▶ EXERCISE GOAL
Leave the pictures out. Return all other data exactly.

▶ ENTRIES SUPPLIED

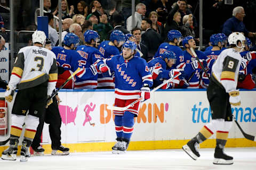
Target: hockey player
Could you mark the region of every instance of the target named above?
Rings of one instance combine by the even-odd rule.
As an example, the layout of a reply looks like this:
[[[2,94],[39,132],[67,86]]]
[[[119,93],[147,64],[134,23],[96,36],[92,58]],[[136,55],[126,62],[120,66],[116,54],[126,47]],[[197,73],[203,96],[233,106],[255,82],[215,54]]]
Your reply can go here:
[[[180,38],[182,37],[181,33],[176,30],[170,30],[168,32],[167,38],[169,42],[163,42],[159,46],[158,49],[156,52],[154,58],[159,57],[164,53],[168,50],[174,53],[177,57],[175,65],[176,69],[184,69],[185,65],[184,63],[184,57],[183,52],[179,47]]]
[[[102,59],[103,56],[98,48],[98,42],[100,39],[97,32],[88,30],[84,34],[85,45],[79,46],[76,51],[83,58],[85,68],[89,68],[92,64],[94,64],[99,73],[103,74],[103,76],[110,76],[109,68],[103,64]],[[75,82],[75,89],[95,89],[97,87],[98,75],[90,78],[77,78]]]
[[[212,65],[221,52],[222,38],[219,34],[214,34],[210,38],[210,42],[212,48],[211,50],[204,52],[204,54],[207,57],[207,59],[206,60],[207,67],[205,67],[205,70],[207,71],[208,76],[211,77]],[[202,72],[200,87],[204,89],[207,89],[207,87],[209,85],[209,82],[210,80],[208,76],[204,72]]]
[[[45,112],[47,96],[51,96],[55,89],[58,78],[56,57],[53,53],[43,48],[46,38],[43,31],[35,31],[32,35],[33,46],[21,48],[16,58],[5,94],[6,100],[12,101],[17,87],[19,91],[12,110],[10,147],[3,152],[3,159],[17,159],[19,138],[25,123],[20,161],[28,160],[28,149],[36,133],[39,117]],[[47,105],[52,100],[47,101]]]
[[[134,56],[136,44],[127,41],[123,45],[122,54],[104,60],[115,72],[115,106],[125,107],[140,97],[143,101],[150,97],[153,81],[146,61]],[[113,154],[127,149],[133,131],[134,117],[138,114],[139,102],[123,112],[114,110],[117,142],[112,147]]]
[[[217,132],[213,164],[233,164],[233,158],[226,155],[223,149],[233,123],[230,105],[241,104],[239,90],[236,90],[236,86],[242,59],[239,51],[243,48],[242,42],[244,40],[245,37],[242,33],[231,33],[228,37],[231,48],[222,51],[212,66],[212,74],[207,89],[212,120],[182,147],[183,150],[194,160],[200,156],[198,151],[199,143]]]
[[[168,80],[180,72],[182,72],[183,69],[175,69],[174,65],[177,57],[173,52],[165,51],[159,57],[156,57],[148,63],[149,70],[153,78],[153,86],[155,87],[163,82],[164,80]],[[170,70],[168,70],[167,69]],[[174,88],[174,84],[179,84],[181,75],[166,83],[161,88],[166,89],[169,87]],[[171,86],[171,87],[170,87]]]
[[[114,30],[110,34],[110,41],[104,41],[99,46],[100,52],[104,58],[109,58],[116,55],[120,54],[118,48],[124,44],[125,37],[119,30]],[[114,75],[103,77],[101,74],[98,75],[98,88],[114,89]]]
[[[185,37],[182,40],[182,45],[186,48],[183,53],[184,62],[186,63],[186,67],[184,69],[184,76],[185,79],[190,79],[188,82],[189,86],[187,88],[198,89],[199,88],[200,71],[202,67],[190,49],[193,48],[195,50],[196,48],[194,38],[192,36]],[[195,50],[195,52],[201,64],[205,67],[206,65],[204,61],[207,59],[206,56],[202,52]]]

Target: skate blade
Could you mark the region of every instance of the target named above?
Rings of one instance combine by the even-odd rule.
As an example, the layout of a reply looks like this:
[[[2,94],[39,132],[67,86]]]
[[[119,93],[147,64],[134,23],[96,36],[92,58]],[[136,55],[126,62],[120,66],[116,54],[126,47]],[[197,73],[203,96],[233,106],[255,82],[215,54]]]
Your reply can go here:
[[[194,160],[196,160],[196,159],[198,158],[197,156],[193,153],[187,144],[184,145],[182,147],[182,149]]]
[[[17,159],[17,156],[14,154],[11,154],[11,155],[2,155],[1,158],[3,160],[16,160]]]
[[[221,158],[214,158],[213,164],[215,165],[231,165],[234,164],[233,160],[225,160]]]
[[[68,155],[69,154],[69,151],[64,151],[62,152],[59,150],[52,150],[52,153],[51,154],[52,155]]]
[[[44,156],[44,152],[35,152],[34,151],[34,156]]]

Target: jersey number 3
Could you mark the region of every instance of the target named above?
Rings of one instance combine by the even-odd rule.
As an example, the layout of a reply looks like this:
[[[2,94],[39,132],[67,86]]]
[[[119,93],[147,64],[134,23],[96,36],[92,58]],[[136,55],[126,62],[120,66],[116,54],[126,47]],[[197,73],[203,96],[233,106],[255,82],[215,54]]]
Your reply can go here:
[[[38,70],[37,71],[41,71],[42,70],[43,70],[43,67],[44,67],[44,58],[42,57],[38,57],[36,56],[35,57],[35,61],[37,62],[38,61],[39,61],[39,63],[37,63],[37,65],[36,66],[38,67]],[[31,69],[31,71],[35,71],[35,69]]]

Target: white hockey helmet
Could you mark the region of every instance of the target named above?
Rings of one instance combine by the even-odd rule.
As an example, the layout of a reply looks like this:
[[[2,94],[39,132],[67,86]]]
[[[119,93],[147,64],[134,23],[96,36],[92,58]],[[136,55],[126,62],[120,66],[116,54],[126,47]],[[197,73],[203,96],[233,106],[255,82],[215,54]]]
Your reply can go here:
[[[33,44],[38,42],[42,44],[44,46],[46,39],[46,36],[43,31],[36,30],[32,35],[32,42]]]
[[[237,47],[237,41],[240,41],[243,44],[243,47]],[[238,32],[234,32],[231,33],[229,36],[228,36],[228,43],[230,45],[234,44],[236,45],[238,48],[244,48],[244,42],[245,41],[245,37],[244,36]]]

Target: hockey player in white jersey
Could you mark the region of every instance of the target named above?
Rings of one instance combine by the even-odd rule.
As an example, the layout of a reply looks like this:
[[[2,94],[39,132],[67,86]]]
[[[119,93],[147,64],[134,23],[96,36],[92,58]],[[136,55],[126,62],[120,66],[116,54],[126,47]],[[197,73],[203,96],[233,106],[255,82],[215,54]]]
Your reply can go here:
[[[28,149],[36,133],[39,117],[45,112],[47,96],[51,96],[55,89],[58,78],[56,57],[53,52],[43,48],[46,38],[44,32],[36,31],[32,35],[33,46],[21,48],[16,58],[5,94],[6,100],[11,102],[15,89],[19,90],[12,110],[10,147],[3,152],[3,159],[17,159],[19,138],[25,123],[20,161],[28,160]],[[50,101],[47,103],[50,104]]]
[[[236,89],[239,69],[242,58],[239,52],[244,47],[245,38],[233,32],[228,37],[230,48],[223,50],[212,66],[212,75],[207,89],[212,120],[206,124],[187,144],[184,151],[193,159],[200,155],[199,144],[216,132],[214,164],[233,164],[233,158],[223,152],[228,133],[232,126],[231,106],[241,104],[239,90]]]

▶ TASK ANSWER
Target: hockey player
Could you mark the region of every instance of the target named above?
Rings of one instance combine by the even-odd rule.
As an example, the layout of a reply looks like this:
[[[2,94],[39,132],[67,86]]]
[[[119,93],[147,64],[134,23],[96,36],[92,58]],[[136,55],[126,62],[120,66],[116,54],[126,47]],[[197,73],[203,96],[233,106],[255,82],[215,54]]]
Your reply can go here:
[[[180,38],[182,37],[181,33],[176,30],[170,30],[168,32],[167,38],[169,42],[163,42],[159,46],[158,49],[156,52],[154,58],[159,57],[164,53],[168,50],[174,53],[177,57],[175,65],[176,69],[184,69],[185,65],[184,63],[184,57],[183,52],[179,47]]]
[[[102,59],[103,56],[98,48],[98,42],[100,39],[97,32],[88,30],[84,34],[85,45],[79,46],[76,51],[83,58],[85,68],[89,68],[92,64],[94,64],[99,73],[103,74],[103,76],[110,76],[109,68],[103,64]],[[75,82],[75,89],[95,89],[97,87],[98,75],[90,78],[77,78]]]
[[[212,65],[221,52],[222,38],[219,34],[214,34],[210,38],[210,42],[212,48],[211,50],[204,52],[204,54],[207,57],[207,59],[206,60],[207,67],[205,67],[205,70],[207,71],[208,76],[211,77]],[[202,72],[200,87],[204,89],[207,89],[207,87],[209,85],[209,82],[210,80],[208,76],[204,72]]]
[[[45,112],[47,96],[51,96],[55,89],[58,78],[56,57],[53,53],[43,48],[46,38],[43,31],[35,31],[32,35],[33,46],[21,48],[16,58],[5,94],[6,100],[12,101],[17,87],[19,91],[12,110],[10,147],[3,152],[3,159],[17,159],[19,138],[25,123],[20,161],[28,160],[28,149],[36,133],[39,117]],[[47,105],[52,100],[47,101]]]
[[[134,56],[136,44],[127,41],[123,45],[122,54],[104,60],[115,72],[115,106],[125,107],[140,97],[143,101],[150,97],[153,81],[146,61]],[[113,154],[127,149],[133,131],[134,117],[138,114],[139,102],[123,112],[114,110],[117,142],[112,147]]]
[[[217,132],[213,164],[233,164],[233,158],[226,155],[223,149],[233,123],[230,105],[241,104],[239,90],[236,90],[236,86],[242,59],[239,51],[243,48],[242,42],[244,40],[245,37],[242,33],[231,33],[228,37],[231,48],[222,51],[212,66],[212,74],[207,89],[212,120],[182,147],[183,150],[194,160],[200,156],[198,151],[199,143]]]
[[[168,80],[180,72],[182,72],[183,69],[175,69],[174,65],[177,57],[173,52],[165,51],[159,57],[156,57],[148,63],[149,70],[153,78],[153,86],[155,87],[163,82],[164,80]],[[170,70],[168,70],[167,69]],[[174,88],[174,84],[179,84],[181,75],[166,83],[161,88],[166,89],[169,87]],[[171,86],[171,87],[170,87]]]
[[[114,30],[110,34],[110,41],[104,41],[99,46],[100,52],[104,58],[109,58],[116,55],[120,54],[118,48],[124,44],[125,37],[119,30]],[[114,75],[103,77],[101,74],[98,75],[98,88],[114,89]]]
[[[185,37],[182,40],[182,45],[186,48],[183,53],[184,62],[186,63],[186,67],[184,69],[184,76],[185,79],[190,79],[188,82],[189,86],[187,88],[198,89],[199,88],[200,71],[202,67],[190,49],[193,48],[195,50],[196,48],[194,38],[192,36]],[[195,50],[195,52],[201,64],[205,67],[206,65],[204,61],[207,59],[206,56],[202,52]]]

Target: skate blade
Could you mark the region of every instance of the target named above?
Rings of one instance combine by the even-odd rule.
As an example, the layout of a reply looks like this:
[[[2,94],[39,132],[67,86]]]
[[[119,93],[147,64],[134,23],[96,36],[92,58]],[[136,55],[126,62],[120,66],[116,54],[126,47]],[[197,73],[203,96],[233,106],[255,82],[215,54]]]
Your reply can go here:
[[[194,160],[196,160],[196,159],[198,158],[197,156],[193,153],[187,144],[184,145],[182,147],[182,149]]]
[[[17,159],[17,156],[14,154],[11,154],[11,155],[2,155],[1,158],[3,160],[16,160]]]
[[[221,158],[214,158],[213,164],[215,165],[231,165],[234,164],[233,160],[225,160]]]
[[[68,155],[69,154],[69,151],[64,151],[62,152],[59,150],[52,150],[52,153],[51,154],[52,155]]]
[[[44,156],[44,152],[35,152],[34,151],[34,156]]]

Target: jersey number 3
Could you mark the region of every instance of the target named above?
Rings of one instance combine by the even-odd rule.
As an example, the layout of a reply looks like this:
[[[2,94],[39,132],[67,86]]]
[[[119,93],[147,64],[134,23],[96,36],[92,58]],[[136,55],[126,62],[120,66],[116,54],[126,47]],[[197,73],[203,96],[233,106],[255,82],[215,54]]]
Your reply can go here:
[[[38,70],[37,71],[41,71],[42,70],[43,70],[43,67],[44,67],[44,58],[42,57],[38,57],[36,56],[35,57],[35,61],[37,62],[38,61],[39,61],[39,63],[37,63],[37,65],[36,66],[38,67]],[[31,69],[31,71],[35,71],[35,69]]]

Target: white hockey helmet
Could you mark the region of every instance of the target named above?
Rings of one instance combine by the even-odd rule.
As an example, the layout of a reply looks like this:
[[[2,94],[39,132],[67,86]]]
[[[119,93],[147,64],[134,23],[96,36],[92,58]],[[136,55],[126,62],[120,66],[116,54],[126,47]],[[197,73],[203,96],[233,106],[255,82],[215,54]]]
Your reply can go here:
[[[33,44],[38,42],[42,44],[44,46],[46,39],[46,36],[43,31],[36,30],[32,35],[32,42]]]
[[[237,47],[237,41],[240,41],[243,44],[243,47]],[[238,32],[234,32],[231,33],[229,36],[228,36],[228,43],[230,45],[234,44],[236,45],[238,48],[244,48],[244,42],[245,41],[245,37],[244,36]]]

Target: hockey player in white jersey
Could you mark the region of every instance of the target named above?
Rings of one instance combine by the even-odd rule.
As an example, the layout of a reply looks like this:
[[[2,94],[39,132],[67,86]]]
[[[119,93],[147,64],[134,23],[96,36],[92,58]],[[136,55],[126,62],[120,66],[116,54],[126,47]],[[197,73],[203,96],[233,106],[255,82],[215,54]]]
Your reply can go here:
[[[28,149],[36,133],[39,117],[45,112],[47,96],[51,96],[55,89],[58,78],[56,57],[53,52],[43,48],[46,38],[44,32],[36,31],[32,35],[33,46],[21,48],[16,58],[5,94],[6,100],[11,102],[15,89],[19,90],[12,110],[10,147],[3,152],[3,159],[17,159],[19,138],[25,123],[20,161],[28,160]],[[50,101],[47,103],[50,104]]]
[[[236,89],[239,69],[242,58],[239,52],[244,47],[245,38],[233,32],[228,37],[230,48],[223,50],[212,66],[212,75],[207,89],[212,120],[206,124],[187,144],[184,151],[193,159],[200,155],[199,144],[216,132],[214,164],[233,164],[233,158],[223,152],[228,133],[232,126],[231,106],[241,104],[239,90]]]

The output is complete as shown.